▶ _Your task_:
Count the lines in the records below that contain the string "leafless", treating uppercase and lowercase letters as different. Reply with the number only.

[Box-labeled dataset extracts]

* start *

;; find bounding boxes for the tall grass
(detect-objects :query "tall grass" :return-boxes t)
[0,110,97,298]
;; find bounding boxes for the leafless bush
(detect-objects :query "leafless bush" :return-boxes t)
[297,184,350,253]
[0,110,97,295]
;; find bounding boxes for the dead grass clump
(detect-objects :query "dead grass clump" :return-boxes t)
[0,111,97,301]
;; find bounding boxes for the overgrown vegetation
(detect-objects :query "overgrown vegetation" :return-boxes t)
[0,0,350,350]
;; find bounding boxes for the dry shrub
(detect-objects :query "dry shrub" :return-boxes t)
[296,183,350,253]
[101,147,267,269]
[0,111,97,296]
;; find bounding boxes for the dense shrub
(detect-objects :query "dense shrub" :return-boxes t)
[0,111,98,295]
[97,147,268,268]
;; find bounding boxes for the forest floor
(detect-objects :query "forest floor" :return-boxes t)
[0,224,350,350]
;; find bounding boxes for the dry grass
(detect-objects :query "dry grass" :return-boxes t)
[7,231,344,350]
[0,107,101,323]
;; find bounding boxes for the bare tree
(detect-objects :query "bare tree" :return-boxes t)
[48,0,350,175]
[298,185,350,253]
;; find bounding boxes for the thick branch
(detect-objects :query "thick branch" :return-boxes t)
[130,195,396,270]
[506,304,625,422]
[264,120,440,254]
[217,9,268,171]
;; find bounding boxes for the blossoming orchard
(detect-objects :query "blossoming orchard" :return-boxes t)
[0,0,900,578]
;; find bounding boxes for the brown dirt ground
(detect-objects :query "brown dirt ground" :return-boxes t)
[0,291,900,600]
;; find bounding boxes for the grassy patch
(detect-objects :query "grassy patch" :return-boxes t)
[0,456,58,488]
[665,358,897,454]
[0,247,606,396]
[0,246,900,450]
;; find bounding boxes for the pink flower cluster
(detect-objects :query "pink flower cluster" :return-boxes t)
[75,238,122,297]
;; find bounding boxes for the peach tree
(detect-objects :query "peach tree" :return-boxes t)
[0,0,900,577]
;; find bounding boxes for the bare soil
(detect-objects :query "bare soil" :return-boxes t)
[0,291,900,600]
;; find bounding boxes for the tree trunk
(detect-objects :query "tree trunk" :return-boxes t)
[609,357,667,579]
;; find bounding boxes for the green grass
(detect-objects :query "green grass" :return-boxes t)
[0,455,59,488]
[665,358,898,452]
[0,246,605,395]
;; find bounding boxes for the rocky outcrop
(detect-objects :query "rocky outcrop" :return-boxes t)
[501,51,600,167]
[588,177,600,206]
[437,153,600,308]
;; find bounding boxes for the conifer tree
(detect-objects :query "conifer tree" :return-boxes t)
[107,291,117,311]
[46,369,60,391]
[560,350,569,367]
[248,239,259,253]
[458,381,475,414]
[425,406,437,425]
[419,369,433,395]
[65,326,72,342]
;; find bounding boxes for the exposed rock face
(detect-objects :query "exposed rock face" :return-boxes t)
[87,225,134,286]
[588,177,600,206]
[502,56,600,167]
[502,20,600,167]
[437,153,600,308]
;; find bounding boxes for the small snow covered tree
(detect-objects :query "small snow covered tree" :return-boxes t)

* end *

▶ _Problem solution_:
2